[EXCERPT]
# The Official 2010 Smelt Dipping Outing Thread



## WALLEYEvision

mwp said:


> A 30 footer,boy that was one for the memories!!! Nut ya still have the RV?


You gonna make it down again this year?


----------



## WALLEYEvision

FYI...I heard a couple reports of a few smelt showing up already, I might try to get in a little ReCon mission over the weekend. :evil:









*2006 Smelt Dipping Outing*

































*2009 Smelt Dipping Outing*


----------



## WALLEYEvision

2008 Smelt Dipping Outing


----------



## Percha Man

Man oh man I am pumped up gonna see If I can get my big net down any earlier than last year wanted to cut it in half it is so big but have not got a chance to. is OK I always have a good time fishing with you guys.


----------



## The_Don

WALLEYEvision said:


> FYI...I heard a couple reports of a few smelt showing up already, I might try to get in a little ReCon mission over the weekend. :evil:


If you like minnow size your in luck :sad: I saw 1 guy a few days ago had 30-40 good 7-8" but that was after hours of pulling up the net and getting _maybe_ 1 keeper per pull. I haven't gone to each guy out there and looked, but i suspect the same.


----------



## WALLEYEvision

*"The Don" caught this walleye ONLY a couple of hours before the start of last years tourney.*


----------



## WALLEYEvision

*Al D. and his famous Sauerkraut and kielbasa*

















*Sturge and his Sturgeon Gumbo*









*Michael Wagner's Venison Sloppy Joes*


----------



## radiohead

I love that one pic of us from the 2008 outing. Looks like a 6th grade dance...guys all on one side girls all on the other.


----------



## WALLEYEvision

*DE82, Percha Man, Joeker51 and Sturge - 2009 Smelt Dipping Outing*









*Faith (Mrs. Doubtndude) and daughter - 2009 Smelt Dipping Outing*









*PolarBear and 1wildchild "Wall Whipping" - 2009 Smelt Dipping Outing*


----------



## The_Don

I almost licked the screen when i saw that pot of Gumbo :corkysm55


----------



## Percha Man

All I know is those are all some handsome folks in those pics best group of folks I ever seen in one spot probably the reason no fish came around they were all to scared.

[TO BE DONE]
A) Write out the part of the smelt dipping thread that begins at the words "I almost licked" and stops after the words "all to scared.".
B) Summarize the smelt dipping thread in two sentences.

[EXTRACTED DATA]
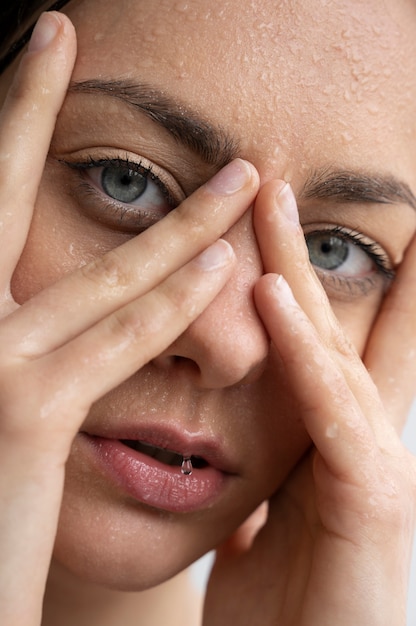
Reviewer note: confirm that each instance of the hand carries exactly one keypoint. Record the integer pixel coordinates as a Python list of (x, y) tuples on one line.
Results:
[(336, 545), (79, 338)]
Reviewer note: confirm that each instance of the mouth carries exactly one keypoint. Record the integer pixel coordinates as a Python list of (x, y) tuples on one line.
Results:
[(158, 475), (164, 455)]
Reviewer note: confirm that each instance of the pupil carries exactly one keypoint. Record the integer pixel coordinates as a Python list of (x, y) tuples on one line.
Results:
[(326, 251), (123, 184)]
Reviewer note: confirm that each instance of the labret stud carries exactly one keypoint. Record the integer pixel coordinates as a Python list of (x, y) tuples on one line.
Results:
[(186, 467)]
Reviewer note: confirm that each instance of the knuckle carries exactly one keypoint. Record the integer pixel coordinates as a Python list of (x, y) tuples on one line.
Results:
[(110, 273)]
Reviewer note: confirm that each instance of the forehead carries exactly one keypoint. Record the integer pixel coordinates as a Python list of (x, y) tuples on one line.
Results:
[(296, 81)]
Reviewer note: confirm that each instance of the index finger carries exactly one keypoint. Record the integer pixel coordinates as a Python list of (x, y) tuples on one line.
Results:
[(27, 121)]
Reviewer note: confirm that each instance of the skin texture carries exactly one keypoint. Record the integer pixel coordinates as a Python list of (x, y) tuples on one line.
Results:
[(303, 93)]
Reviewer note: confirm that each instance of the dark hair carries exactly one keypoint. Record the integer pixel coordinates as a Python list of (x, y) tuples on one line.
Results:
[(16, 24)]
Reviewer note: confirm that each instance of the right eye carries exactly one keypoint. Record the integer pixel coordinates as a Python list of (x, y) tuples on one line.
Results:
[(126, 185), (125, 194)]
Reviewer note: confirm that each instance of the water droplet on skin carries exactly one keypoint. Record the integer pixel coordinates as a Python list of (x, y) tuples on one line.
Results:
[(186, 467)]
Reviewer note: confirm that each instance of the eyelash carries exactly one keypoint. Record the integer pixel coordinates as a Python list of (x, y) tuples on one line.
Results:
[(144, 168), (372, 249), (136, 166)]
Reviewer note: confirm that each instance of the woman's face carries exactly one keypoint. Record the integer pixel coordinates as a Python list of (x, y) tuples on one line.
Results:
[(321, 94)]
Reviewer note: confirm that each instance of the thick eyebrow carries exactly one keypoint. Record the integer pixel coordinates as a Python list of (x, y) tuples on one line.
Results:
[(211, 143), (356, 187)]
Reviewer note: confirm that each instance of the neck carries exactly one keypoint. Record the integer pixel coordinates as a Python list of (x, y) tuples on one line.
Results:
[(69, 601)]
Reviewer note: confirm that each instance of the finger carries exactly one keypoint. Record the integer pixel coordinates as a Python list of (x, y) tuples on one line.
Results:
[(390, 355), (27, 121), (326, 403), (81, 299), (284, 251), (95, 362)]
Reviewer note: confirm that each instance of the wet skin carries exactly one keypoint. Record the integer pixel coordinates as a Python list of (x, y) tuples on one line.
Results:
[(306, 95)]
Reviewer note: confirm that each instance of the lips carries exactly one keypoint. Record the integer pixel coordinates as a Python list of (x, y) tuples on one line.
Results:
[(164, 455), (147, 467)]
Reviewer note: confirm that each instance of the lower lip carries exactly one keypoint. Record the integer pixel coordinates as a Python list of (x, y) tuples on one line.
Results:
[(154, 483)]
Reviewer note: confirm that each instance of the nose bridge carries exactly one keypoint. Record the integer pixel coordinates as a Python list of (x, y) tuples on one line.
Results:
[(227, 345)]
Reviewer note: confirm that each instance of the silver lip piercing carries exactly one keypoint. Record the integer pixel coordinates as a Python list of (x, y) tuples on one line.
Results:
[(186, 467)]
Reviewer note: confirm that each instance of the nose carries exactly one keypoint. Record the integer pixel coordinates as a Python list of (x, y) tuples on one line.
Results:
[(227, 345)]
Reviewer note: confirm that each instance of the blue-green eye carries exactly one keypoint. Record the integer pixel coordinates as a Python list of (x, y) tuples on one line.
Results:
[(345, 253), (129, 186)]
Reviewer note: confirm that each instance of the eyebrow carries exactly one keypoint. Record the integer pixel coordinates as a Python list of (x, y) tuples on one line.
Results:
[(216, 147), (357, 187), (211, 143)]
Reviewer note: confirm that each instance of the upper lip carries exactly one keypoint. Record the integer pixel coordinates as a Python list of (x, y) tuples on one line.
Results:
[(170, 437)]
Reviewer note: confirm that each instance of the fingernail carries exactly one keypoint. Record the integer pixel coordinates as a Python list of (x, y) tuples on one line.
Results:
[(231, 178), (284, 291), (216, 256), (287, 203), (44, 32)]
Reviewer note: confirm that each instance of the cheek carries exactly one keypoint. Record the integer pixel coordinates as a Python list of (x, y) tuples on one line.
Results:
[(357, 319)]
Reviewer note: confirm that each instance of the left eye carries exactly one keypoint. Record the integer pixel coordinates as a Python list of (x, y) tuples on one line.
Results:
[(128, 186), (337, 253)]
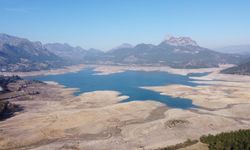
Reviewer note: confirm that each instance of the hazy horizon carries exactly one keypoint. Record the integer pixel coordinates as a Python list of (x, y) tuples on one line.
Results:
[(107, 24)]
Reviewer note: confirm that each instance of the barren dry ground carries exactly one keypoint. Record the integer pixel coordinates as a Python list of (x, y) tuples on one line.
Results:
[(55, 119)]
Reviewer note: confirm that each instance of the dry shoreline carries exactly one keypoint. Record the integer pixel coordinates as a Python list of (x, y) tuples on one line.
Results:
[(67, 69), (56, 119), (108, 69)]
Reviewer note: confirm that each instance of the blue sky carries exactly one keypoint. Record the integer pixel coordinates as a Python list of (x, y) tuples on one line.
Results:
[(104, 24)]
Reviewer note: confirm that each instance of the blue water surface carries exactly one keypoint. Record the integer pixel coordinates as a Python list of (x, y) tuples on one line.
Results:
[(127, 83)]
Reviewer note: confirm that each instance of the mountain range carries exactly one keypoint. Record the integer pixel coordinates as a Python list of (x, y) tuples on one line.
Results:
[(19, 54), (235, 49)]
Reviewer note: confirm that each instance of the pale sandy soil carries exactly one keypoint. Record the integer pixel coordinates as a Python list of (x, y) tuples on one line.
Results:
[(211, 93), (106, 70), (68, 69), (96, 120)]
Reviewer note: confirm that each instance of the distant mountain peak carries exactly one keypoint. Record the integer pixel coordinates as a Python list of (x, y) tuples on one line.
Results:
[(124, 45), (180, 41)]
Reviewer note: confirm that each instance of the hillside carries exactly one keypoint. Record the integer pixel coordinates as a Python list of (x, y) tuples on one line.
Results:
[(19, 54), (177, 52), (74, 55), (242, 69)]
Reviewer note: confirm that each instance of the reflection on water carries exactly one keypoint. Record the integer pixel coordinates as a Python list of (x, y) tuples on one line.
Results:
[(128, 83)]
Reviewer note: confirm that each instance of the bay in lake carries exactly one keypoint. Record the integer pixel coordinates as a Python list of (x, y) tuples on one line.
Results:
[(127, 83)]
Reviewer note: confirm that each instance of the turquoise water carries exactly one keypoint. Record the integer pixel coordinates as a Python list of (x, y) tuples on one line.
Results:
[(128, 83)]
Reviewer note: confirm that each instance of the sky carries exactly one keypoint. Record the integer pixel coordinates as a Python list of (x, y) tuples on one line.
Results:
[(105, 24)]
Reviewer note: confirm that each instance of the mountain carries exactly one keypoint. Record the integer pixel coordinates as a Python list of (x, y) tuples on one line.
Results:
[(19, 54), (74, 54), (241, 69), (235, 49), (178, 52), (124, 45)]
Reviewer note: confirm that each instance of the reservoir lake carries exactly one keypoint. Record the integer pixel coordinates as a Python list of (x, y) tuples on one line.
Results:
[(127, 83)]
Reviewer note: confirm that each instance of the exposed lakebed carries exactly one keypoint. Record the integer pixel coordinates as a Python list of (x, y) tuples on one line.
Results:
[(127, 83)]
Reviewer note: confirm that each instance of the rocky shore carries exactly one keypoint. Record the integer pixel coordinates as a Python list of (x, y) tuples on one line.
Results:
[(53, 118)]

[ANSWERS]
A)
I almost licked the screen when i saw that pot of Gumbo :corkysm55


----------



## Percha Man

All I know is those are all some handsome folks in those pics best group of folks I ever seen in one spot probably the reason no fish came around they were all to scared.

B) In the thread for the 2010 smelt dipping outing, WALLEYEvision reports hearing that a few smelt are already showing up, and The_Don replies that most are minnow size, with maybe one keeper per pull. Posts also share captions from the 2006, 2008 and 2009 outings, including dishes such as Sturge's sturgeon gumbo, and Percha Man says he always has a good time fishing with the group.